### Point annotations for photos
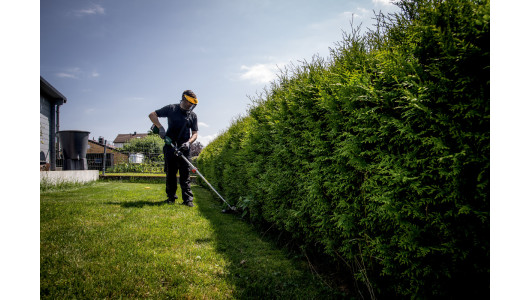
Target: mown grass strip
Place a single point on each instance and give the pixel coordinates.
(120, 240)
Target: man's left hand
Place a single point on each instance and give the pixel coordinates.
(185, 146)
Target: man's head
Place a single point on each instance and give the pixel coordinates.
(189, 99)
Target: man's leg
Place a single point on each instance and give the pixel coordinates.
(171, 173)
(185, 182)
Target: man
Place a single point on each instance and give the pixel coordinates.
(181, 119)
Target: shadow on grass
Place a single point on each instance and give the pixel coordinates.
(258, 268)
(138, 204)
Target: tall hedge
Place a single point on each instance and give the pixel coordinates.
(378, 156)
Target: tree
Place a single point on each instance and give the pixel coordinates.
(195, 149)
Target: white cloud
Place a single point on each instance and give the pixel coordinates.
(205, 140)
(384, 2)
(260, 73)
(95, 9)
(66, 75)
(76, 73)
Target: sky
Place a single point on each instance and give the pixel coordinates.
(117, 61)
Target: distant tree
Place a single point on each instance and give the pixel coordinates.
(149, 145)
(195, 149)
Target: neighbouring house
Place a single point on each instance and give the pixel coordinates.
(122, 139)
(50, 102)
(95, 151)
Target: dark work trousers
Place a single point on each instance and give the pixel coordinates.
(174, 164)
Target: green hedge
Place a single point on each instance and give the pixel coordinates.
(378, 157)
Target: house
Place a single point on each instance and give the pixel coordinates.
(95, 151)
(122, 139)
(50, 102)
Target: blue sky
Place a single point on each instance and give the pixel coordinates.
(116, 61)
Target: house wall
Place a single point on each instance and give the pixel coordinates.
(97, 148)
(45, 134)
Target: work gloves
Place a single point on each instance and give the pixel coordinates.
(185, 146)
(162, 132)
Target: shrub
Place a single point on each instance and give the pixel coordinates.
(378, 157)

### WHAT YOU WILL DO
Format every line of the entries above as a JSON list of strings, one string per line, skipping blank lines. Leave out the pictures.

### RESPONSE TO THIS EXERCISE
[
  "Target: mown grass strip",
  "Place a single point on each instance and give the pixel coordinates.",
  "(120, 240)",
  "Target: man's left hand",
  "Place a single point on each instance and give the pixel coordinates.",
  "(185, 146)",
  "Target: man's head",
  "Place a single point on each instance and give the pixel coordinates.",
  "(189, 99)",
  "Target: man's leg",
  "Place a single point on each instance and give the pixel coordinates.",
  "(171, 173)",
  "(185, 182)",
  "Target: man",
  "Place a single point on each instance and give the pixel coordinates.",
  "(181, 119)",
  "Target: shadow on grass",
  "Place a single point on each instance and give the pixel coordinates.",
  "(258, 268)",
  "(138, 204)",
  "Target: tall hedge",
  "Place a single point on each instance and give the pixel coordinates.",
  "(378, 156)",
  "Target: tree",
  "Place a single point on each instance and give the pixel coordinates.",
  "(195, 149)",
  "Target: white cloud",
  "Place a single point on each instance and give the pixel coordinates.",
  "(205, 140)",
  "(384, 2)",
  "(260, 73)",
  "(95, 9)",
  "(66, 75)",
  "(76, 73)",
  "Target: sky",
  "Place a single point on each instance and give the pixel coordinates.",
  "(117, 61)",
  "Target: distant tree",
  "Place a single point on each instance and give the pixel coordinates.",
  "(149, 145)",
  "(195, 149)",
  "Target: neighbouring house",
  "Place a single point on each instance and give the pixel coordinates.",
  "(122, 139)",
  "(50, 102)",
  "(95, 151)",
  "Target: dark work trousers",
  "Place a single point on each instance and give the pixel coordinates.",
  "(174, 164)",
  "Target: green hedge",
  "Place a single point on each instance and give the pixel coordinates.",
  "(378, 157)",
  "Target: house",
  "Place a single point on each instance and give the pixel coordinates.",
  "(95, 151)",
  "(122, 139)",
  "(50, 102)",
  "Target: blue sky",
  "Place a single point on each instance and give the pixel coordinates.",
  "(116, 61)",
  "Target: house wall",
  "Place a single point on each instance and give the pixel coordinates.",
  "(97, 148)",
  "(45, 134)",
  "Target: work gloves",
  "Place a single point on each instance and give the pixel coordinates.",
  "(185, 146)",
  "(162, 132)",
  "Target: shrub",
  "Place a single point on each instance and give the pixel coordinates.",
  "(378, 157)"
]